What is expected. Through to the final line, write out the records below exactly, omitting any images they contain.

[Stored data]
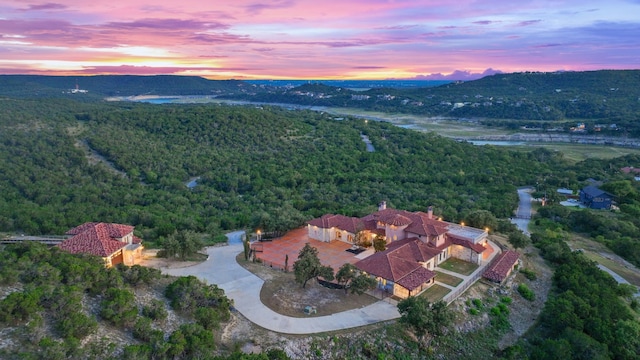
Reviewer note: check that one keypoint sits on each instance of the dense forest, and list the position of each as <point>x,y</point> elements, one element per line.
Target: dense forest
<point>257,167</point>
<point>64,305</point>
<point>66,161</point>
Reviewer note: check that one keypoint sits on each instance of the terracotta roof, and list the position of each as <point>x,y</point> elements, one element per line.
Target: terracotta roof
<point>500,267</point>
<point>466,243</point>
<point>350,224</point>
<point>416,278</point>
<point>396,220</point>
<point>418,222</point>
<point>96,239</point>
<point>400,263</point>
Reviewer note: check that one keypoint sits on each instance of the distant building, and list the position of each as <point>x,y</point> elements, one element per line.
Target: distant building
<point>594,198</point>
<point>502,266</point>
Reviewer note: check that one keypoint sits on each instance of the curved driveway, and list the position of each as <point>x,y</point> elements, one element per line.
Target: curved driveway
<point>523,214</point>
<point>243,287</point>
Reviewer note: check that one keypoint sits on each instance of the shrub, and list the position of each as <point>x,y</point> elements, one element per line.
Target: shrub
<point>526,293</point>
<point>529,274</point>
<point>155,310</point>
<point>477,303</point>
<point>119,307</point>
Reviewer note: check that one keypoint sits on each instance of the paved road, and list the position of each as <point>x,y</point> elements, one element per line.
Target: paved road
<point>523,214</point>
<point>243,287</point>
<point>617,277</point>
<point>235,237</point>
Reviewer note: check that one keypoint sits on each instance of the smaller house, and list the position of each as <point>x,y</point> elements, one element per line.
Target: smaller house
<point>114,243</point>
<point>501,267</point>
<point>594,198</point>
<point>630,170</point>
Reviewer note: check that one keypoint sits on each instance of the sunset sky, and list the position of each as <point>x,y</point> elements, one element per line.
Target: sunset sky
<point>311,39</point>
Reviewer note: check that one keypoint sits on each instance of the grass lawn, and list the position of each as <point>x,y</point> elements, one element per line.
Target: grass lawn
<point>448,279</point>
<point>282,294</point>
<point>459,266</point>
<point>435,293</point>
<point>602,255</point>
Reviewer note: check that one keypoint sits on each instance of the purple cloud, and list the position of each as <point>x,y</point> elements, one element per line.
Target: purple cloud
<point>458,75</point>
<point>528,22</point>
<point>150,70</point>
<point>364,67</point>
<point>166,24</point>
<point>46,6</point>
<point>257,8</point>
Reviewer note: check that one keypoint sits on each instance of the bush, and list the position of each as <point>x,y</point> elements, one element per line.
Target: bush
<point>477,303</point>
<point>119,307</point>
<point>526,293</point>
<point>155,310</point>
<point>529,274</point>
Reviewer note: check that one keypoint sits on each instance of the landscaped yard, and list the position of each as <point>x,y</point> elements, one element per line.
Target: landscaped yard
<point>448,279</point>
<point>283,295</point>
<point>435,293</point>
<point>459,266</point>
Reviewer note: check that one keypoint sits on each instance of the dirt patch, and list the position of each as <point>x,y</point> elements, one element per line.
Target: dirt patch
<point>150,259</point>
<point>523,313</point>
<point>283,295</point>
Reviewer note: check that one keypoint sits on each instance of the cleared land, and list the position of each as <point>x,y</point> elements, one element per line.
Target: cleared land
<point>448,279</point>
<point>602,255</point>
<point>435,293</point>
<point>459,266</point>
<point>282,294</point>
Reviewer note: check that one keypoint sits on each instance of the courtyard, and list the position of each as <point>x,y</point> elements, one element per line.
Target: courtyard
<point>274,253</point>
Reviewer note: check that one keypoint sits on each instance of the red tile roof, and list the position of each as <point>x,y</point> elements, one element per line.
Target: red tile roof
<point>350,224</point>
<point>418,222</point>
<point>500,267</point>
<point>400,263</point>
<point>97,239</point>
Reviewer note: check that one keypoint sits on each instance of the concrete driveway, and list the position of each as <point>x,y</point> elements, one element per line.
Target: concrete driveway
<point>243,287</point>
<point>523,214</point>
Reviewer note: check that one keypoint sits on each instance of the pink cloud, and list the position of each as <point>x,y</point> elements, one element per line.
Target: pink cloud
<point>308,38</point>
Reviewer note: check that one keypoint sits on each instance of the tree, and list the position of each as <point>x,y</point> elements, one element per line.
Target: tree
<point>119,307</point>
<point>246,247</point>
<point>362,283</point>
<point>308,266</point>
<point>379,243</point>
<point>346,274</point>
<point>184,243</point>
<point>425,318</point>
<point>362,239</point>
<point>350,278</point>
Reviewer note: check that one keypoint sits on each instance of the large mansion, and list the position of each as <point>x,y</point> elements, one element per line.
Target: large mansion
<point>416,243</point>
<point>114,243</point>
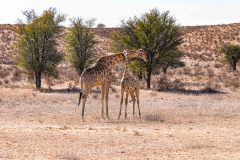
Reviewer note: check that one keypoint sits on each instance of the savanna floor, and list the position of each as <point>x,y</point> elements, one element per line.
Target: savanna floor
<point>35,125</point>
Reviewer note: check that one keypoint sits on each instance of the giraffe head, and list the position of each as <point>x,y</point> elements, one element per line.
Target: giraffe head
<point>140,53</point>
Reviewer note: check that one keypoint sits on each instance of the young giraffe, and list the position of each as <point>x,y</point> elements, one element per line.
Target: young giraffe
<point>130,85</point>
<point>100,74</point>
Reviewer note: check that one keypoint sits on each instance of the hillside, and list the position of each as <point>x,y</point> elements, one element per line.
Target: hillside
<point>201,44</point>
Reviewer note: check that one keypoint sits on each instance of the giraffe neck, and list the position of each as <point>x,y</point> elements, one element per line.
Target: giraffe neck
<point>112,60</point>
<point>126,69</point>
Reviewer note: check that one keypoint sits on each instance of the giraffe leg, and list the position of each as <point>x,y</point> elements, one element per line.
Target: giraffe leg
<point>83,107</point>
<point>122,92</point>
<point>102,99</point>
<point>137,96</point>
<point>133,99</point>
<point>106,100</point>
<point>126,102</point>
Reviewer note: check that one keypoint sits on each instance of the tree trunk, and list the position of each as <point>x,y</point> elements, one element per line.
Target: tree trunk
<point>234,66</point>
<point>140,76</point>
<point>38,80</point>
<point>148,79</point>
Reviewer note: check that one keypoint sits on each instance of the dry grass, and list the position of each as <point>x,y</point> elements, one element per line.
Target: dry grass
<point>36,125</point>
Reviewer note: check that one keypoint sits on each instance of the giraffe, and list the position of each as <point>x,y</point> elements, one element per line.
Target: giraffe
<point>129,85</point>
<point>100,74</point>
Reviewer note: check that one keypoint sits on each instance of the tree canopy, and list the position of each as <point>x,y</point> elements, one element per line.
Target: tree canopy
<point>80,44</point>
<point>156,33</point>
<point>37,44</point>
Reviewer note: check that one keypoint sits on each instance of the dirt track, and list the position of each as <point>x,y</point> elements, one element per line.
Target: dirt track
<point>37,125</point>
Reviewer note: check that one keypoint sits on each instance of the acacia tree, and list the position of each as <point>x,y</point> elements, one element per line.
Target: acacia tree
<point>37,46</point>
<point>155,32</point>
<point>101,25</point>
<point>231,54</point>
<point>80,44</point>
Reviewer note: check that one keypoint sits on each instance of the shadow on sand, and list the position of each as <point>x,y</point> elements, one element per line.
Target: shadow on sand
<point>207,90</point>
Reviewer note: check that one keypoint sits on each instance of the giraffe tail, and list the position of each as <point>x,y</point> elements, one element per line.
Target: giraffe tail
<point>80,96</point>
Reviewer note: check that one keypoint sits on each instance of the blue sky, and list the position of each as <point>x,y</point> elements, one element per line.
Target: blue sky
<point>111,12</point>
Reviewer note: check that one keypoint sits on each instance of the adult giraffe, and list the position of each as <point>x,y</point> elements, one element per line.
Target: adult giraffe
<point>100,74</point>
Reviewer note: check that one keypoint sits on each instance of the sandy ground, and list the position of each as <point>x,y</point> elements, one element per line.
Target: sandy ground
<point>36,125</point>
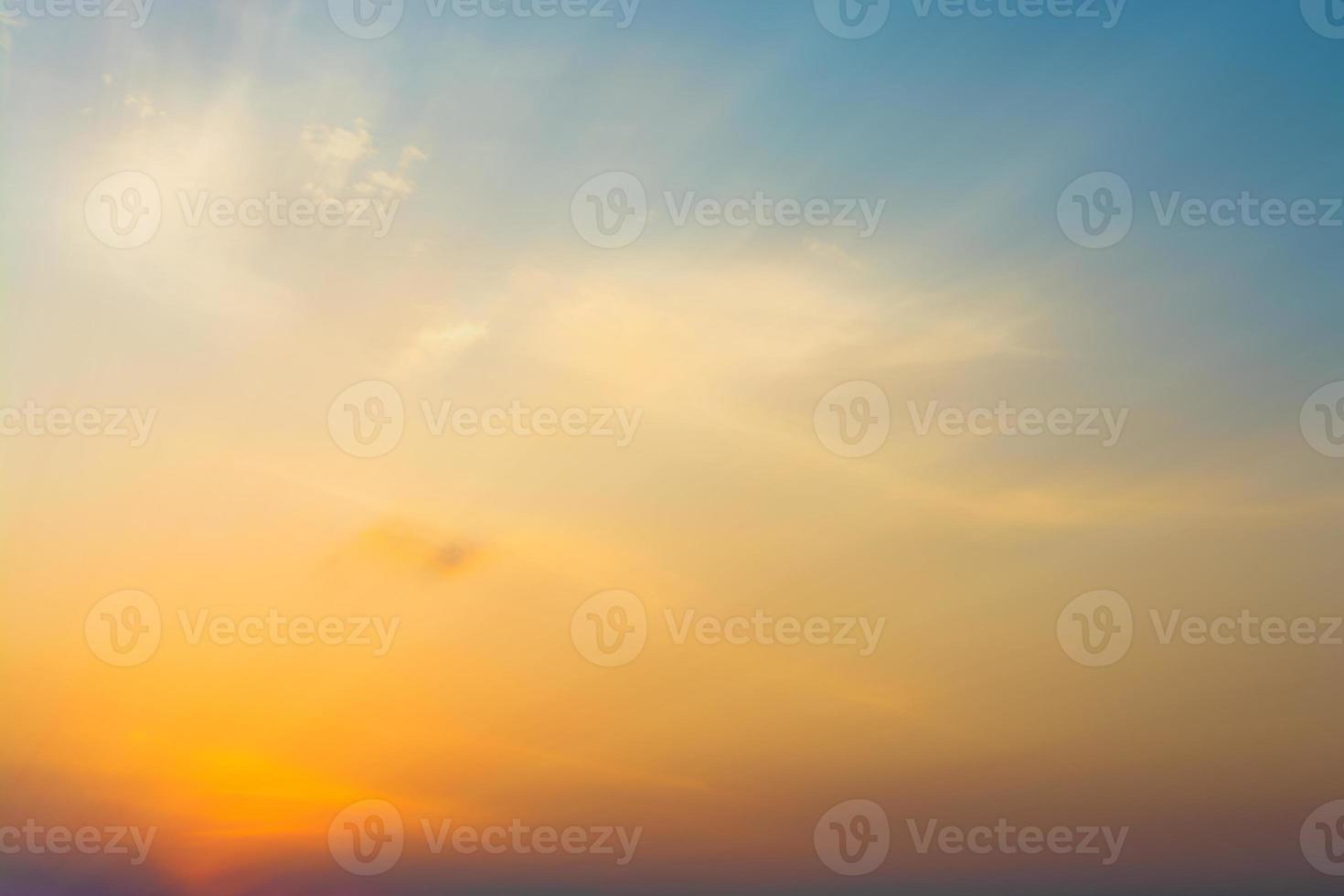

Response area.
Reviewer note: check that one keypoint sits on each instance of the dense forest, and list the position of each as <point>x,y</point> elements, one element per line.
Target: dense forest
<point>257,167</point>
<point>64,305</point>
<point>66,161</point>
Reviewer note: check that one keypoint sits on each instance of the terracotta roof, and list the position of each as <point>x,y</point> elements, one element per line.
Target: terracotta roof
<point>500,267</point>
<point>466,243</point>
<point>350,224</point>
<point>416,278</point>
<point>396,220</point>
<point>418,222</point>
<point>96,239</point>
<point>400,263</point>
Reviewer note: check that one keypoint sits on each instance of the distant building, and list the position of each as <point>x,y</point> elements, one element per line.
Target: distant building
<point>594,198</point>
<point>502,266</point>
Reviewer note: check that one keypoint sits on each instance of the curved driveway, and list the position of each as <point>x,y</point> elements, one element per line.
Target: curved driveway
<point>523,214</point>
<point>243,287</point>
Reviewer note: check that one keypoint sits on each instance of the shrub, and list the position of each as <point>x,y</point> elements, one element per line.
Target: shrub
<point>526,293</point>
<point>529,274</point>
<point>155,310</point>
<point>477,303</point>
<point>119,307</point>
Reviewer note: check that one keypoint sits on each instance of the paved road, and list the position of each as <point>x,y</point> elements, one element per line.
Target: paved road
<point>523,214</point>
<point>243,287</point>
<point>617,277</point>
<point>235,237</point>
Reviewer note: check that one keypoint sits on each instance of the smaller house, and list the position of each as <point>x,y</point> elements, one element per line.
Target: smaller house
<point>114,243</point>
<point>501,267</point>
<point>594,198</point>
<point>630,170</point>
Reviewer note: check that one keypoint sits on each instance of the sunset sky, and list the position of each as <point>x,y</point> elements, one element per line.
Target: sunset sky
<point>311,39</point>
Reviewer note: check that one keypoint sits on each instance of the grass lawn, and list the position of each as <point>x,y</point> elements, one element per line.
Target: grass lawn
<point>448,279</point>
<point>282,294</point>
<point>459,266</point>
<point>435,293</point>
<point>602,255</point>
Reviewer note: check that one keypoint sits on each instance of the purple cloud, and list the position of each as <point>x,y</point> elements, one element per line.
Target: purple cloud
<point>458,75</point>
<point>528,22</point>
<point>150,70</point>
<point>364,67</point>
<point>166,24</point>
<point>46,6</point>
<point>257,8</point>
Reviewer note: check that one keypoint sits on each instance of the bush, and list the position of each as <point>x,y</point> elements, one element per line.
Target: bush
<point>477,303</point>
<point>119,307</point>
<point>526,293</point>
<point>155,310</point>
<point>529,274</point>
Reviewer note: check that one keypoint sits on each instance of the landscaped yard, and list the position of each as <point>x,y</point> elements, one element per line.
Target: landscaped yard
<point>448,279</point>
<point>283,295</point>
<point>435,293</point>
<point>459,266</point>
Reviewer note: check that one keypoint sits on each instance of the dirt patch, and list the position of each as <point>x,y</point> elements, one element per line.
Target: dirt patch
<point>150,259</point>
<point>523,313</point>
<point>283,295</point>
Reviewer note: check that one keypoint sits on each instance of the cleared land, and list the position of each as <point>x,y</point> elements, one element per line.
Target: cleared land
<point>448,279</point>
<point>602,255</point>
<point>435,293</point>
<point>459,266</point>
<point>282,294</point>
Reviewer note: check that one keypoint sits on each instance of the courtyard, and list the position of each as <point>x,y</point> elements, one element per line.
Target: courtyard
<point>274,253</point>
Reviewer note: check that one keypoint sits on each instance of the red tile roof, and list the position of each as <point>x,y</point> elements, one element per line.
Target: red tile roof
<point>350,224</point>
<point>418,222</point>
<point>500,267</point>
<point>400,263</point>
<point>97,239</point>
Reviewer note: check that one keypoint sits on each instance of the concrete driveway, and list the position of each as <point>x,y</point> elements, one element per line.
Target: concrete driveway
<point>243,287</point>
<point>523,214</point>
Reviewer note: check that one keypoint sits on each instance of the pink cloud, and list the position of each as <point>x,y</point> elements, one element per line.
Target: pink cloud
<point>308,38</point>
Reviewer note: check that one keypoint sits on each instance of the tree, and list the position of each as <point>x,y</point> elements, one element per line.
Target: tree
<point>119,307</point>
<point>246,247</point>
<point>362,283</point>
<point>308,266</point>
<point>379,243</point>
<point>346,274</point>
<point>184,243</point>
<point>425,318</point>
<point>362,239</point>
<point>350,278</point>
Reviewer note: check that one keypoint sits on each instance of the large mansion, and list the position of each as <point>x,y</point> elements, one element per line.
Target: large mansion
<point>416,243</point>
<point>114,243</point>
Reviewer note: check that one keypoint sits on each instance of the savanna floor, and list the position of each as <point>x,y</point> elements, one element per line.
Target: savanna floor
<point>35,125</point>
Reviewer note: check that one keypoint sits on each instance of the giraffe head, and list the position of each as <point>x,y</point> elements, one element per line.
Target: giraffe head
<point>140,53</point>
Reviewer note: check that one keypoint sits on each instance of the young giraffe, and list the position of each as <point>x,y</point> elements, one element per line.
Target: young giraffe
<point>130,85</point>
<point>100,74</point>
Reviewer note: check that one keypoint sits on each instance of the hillside, and list the position of each as <point>x,y</point> elements, one element per line.
Target: hillside
<point>201,44</point>
Reviewer note: check that one keypoint sits on each instance of the giraffe neck, and list the position of each as <point>x,y</point> elements, one element per line.
Target: giraffe neck
<point>112,60</point>
<point>126,69</point>
Reviewer note: check that one keypoint sits on each instance of the giraffe leg, and list the position of each as <point>x,y</point> elements, one element per line.
Target: giraffe leg
<point>83,107</point>
<point>122,92</point>
<point>102,99</point>
<point>137,96</point>
<point>133,99</point>
<point>106,100</point>
<point>126,102</point>
Reviewer note: check that one keypoint sits on each instance of the tree trunk, and list the position of each as <point>x,y</point> elements, one element per line.
Target: tree trunk
<point>234,66</point>
<point>140,76</point>
<point>38,80</point>
<point>148,79</point>
Reviewer note: check that one keypoint sits on each instance of the dry grass, and list the position of each as <point>x,y</point> elements, one element per line.
Target: dry grass
<point>36,125</point>
Reviewer note: check that one keypoint sits on each instance of the giraffe, and list the position of each as <point>x,y</point> elements, one element per line.
Target: giraffe
<point>129,85</point>
<point>100,74</point>
Reviewer note: check that one keypoint sits on each instance of the tree canopy, and list the position of each as <point>x,y</point> elements, one element per line.
Target: tree canopy
<point>80,44</point>
<point>156,33</point>
<point>37,44</point>
Reviewer note: check that one keypoint sits on each instance of the dirt track, and list the position of each as <point>x,y</point> elements, one element per line.
Target: dirt track
<point>37,125</point>
Reviewer note: check that one keypoint sits on each instance of the acacia tree, and list the position of each as <point>x,y</point> elements, one element per line.
Target: acacia tree
<point>37,46</point>
<point>155,32</point>
<point>101,25</point>
<point>231,54</point>
<point>80,44</point>
Reviewer note: check that one keypoint sits on each instance of the shadow on sand, and list the position of each as <point>x,y</point> elements, one element per line.
Target: shadow on sand
<point>207,90</point>
Reviewer note: check that one keypoint sits on each instance of the giraffe tail, and list the position of each as <point>x,y</point> elements, one element per line.
Target: giraffe tail
<point>80,96</point>
Reviewer note: check that one keypoint sits on each instance of the blue sky, and list the position of each as <point>x,y</point> elements, one element per line.
Target: blue sky
<point>111,12</point>
Reviewer note: check that one keypoint sits on each instance of the adult giraffe, and list the position of each as <point>x,y</point> elements, one element per line.
Target: adult giraffe
<point>100,74</point>
Reviewer note: check that one keypoint sits on each instance of the sandy ground, and list the position of each as <point>x,y</point> elements, one element per line.
Target: sandy ground
<point>36,125</point>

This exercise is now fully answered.